Source data:
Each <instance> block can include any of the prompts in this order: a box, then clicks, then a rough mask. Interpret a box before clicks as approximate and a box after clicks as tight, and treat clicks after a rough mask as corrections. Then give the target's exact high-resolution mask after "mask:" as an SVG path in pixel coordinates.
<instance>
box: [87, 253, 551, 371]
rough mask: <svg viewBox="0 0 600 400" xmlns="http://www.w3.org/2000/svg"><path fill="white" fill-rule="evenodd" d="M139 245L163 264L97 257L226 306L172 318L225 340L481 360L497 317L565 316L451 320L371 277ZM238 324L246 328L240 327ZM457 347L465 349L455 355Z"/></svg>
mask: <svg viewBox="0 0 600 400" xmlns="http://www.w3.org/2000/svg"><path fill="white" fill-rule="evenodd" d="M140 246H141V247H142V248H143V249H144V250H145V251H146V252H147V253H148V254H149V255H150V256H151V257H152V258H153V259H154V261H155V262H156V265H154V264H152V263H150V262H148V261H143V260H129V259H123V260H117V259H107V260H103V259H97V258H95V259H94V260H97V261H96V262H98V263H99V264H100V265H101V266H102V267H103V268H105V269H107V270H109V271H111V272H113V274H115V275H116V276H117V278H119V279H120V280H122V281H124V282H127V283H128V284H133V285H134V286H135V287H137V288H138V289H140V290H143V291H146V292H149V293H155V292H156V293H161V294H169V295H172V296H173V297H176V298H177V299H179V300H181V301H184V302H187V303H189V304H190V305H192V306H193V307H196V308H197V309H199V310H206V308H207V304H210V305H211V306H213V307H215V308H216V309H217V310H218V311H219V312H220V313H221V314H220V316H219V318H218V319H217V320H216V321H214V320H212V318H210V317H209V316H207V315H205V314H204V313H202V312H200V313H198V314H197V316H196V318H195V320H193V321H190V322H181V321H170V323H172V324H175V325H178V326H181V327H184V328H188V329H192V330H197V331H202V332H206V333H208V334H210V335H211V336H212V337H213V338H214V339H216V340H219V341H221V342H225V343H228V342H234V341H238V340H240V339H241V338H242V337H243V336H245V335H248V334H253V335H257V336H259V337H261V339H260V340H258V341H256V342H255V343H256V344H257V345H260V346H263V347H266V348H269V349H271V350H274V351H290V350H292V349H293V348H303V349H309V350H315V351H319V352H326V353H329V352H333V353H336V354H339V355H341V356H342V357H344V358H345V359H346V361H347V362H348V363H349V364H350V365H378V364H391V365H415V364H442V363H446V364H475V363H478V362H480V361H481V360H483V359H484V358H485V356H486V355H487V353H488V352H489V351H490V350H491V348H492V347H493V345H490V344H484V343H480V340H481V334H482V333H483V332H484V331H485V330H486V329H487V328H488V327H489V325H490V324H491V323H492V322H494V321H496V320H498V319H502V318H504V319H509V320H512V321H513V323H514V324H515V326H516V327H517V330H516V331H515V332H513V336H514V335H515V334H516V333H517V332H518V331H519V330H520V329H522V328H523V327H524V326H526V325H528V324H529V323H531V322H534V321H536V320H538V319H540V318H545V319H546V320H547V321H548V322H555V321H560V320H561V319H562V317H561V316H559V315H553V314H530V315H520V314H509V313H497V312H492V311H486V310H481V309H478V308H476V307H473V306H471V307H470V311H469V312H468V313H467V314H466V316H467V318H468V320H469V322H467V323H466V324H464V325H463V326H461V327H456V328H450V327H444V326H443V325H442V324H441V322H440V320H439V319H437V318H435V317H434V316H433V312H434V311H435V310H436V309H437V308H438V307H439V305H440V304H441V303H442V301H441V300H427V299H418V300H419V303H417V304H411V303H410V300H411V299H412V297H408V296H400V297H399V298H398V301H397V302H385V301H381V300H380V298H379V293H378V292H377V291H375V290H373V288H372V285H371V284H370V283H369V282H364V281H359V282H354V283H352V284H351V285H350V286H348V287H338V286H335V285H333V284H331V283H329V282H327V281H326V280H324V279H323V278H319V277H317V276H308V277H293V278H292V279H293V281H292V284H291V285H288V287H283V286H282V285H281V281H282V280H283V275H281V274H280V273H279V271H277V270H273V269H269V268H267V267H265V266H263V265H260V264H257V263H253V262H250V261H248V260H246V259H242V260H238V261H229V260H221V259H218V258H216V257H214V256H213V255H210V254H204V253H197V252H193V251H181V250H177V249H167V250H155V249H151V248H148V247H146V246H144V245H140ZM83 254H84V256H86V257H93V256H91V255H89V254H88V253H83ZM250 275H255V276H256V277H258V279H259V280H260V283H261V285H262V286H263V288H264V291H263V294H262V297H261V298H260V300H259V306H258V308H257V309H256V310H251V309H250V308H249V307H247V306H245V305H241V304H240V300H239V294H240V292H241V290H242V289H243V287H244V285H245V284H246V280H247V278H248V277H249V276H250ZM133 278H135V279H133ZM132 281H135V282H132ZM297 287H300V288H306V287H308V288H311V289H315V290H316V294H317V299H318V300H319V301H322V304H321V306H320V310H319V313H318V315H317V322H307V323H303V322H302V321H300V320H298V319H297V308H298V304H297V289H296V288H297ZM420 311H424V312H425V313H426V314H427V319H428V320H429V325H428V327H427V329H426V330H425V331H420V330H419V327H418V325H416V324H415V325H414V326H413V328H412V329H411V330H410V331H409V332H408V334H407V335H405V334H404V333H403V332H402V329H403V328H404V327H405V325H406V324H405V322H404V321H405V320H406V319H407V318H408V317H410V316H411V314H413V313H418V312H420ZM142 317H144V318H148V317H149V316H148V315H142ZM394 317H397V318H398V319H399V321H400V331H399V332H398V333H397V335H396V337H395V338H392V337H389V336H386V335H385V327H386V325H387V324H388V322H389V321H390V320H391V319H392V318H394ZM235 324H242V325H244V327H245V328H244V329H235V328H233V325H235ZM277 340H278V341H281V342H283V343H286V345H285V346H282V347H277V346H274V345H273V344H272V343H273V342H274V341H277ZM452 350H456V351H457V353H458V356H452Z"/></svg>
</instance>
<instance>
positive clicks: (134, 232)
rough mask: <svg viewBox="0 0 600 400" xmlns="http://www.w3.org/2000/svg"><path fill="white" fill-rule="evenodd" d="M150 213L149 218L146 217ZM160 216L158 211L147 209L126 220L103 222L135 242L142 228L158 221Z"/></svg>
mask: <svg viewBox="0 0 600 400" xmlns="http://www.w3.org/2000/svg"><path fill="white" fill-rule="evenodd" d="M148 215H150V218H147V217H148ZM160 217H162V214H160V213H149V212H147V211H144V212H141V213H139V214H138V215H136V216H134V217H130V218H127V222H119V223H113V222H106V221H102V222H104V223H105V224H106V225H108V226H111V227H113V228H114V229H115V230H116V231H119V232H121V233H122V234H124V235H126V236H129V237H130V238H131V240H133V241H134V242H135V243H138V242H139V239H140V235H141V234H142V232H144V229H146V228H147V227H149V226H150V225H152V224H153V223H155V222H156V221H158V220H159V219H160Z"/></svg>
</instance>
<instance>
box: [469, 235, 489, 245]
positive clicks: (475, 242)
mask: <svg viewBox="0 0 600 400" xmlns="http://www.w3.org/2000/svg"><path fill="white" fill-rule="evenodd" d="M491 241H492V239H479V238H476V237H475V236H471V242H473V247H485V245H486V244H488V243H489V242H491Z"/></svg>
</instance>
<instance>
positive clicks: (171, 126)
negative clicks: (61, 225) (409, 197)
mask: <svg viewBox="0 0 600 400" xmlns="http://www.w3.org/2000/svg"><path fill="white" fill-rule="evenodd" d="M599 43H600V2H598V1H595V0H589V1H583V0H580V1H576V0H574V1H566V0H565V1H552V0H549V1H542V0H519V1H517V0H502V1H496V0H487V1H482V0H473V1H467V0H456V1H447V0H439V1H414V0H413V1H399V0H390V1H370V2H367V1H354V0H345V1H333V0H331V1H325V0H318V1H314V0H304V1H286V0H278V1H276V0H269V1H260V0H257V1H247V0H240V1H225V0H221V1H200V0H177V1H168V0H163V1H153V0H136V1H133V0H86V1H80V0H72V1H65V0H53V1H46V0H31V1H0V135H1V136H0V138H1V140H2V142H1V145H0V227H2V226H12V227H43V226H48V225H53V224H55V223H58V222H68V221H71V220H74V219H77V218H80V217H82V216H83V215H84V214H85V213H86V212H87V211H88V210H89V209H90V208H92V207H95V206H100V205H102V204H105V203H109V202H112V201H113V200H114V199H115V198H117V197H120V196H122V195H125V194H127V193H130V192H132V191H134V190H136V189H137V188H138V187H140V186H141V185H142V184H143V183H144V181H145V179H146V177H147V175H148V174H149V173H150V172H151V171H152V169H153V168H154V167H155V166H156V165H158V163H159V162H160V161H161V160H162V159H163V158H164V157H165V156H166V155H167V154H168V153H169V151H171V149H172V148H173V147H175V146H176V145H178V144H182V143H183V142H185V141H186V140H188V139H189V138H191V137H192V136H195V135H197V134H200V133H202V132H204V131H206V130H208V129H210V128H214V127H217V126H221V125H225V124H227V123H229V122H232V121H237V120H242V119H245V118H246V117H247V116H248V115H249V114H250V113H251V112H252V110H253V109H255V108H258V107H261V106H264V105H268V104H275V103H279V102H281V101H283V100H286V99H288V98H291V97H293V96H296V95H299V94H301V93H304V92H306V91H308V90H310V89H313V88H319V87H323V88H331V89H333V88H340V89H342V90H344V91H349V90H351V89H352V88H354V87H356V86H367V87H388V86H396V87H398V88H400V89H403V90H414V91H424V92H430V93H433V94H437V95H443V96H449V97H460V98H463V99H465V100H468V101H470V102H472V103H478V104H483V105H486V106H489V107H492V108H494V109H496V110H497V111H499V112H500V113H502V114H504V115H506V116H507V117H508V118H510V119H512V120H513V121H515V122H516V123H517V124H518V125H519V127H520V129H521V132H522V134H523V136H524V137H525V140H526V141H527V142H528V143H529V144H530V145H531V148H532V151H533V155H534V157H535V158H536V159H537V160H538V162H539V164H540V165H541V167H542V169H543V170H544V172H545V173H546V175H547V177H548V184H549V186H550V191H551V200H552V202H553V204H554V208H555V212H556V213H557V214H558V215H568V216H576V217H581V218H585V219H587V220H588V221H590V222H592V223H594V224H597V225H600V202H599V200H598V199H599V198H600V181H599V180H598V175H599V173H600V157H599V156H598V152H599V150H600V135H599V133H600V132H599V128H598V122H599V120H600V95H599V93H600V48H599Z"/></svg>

PROBLEM DETAILS:
Present everything from the start of the material above down to and including the line containing "box: [87, 253, 551, 371]" as a Markdown table with the columns "No." and "Line". Number each row and leave out any blank lines.

FINISHED EXERCISE:
| No. | Line |
|---|---|
| 1 | Each <instance> block can include any of the prompts in this order: a box, then clicks, then a rough mask. Interpret a box before clicks as approximate and a box after clicks as tight, and treat clicks after a rough mask as corrections. Then give the target's exact high-resolution mask after "mask:" as an SVG path in pixel coordinates. |
| 2 | <instance> |
| 3 | box: [87, 253, 551, 371] |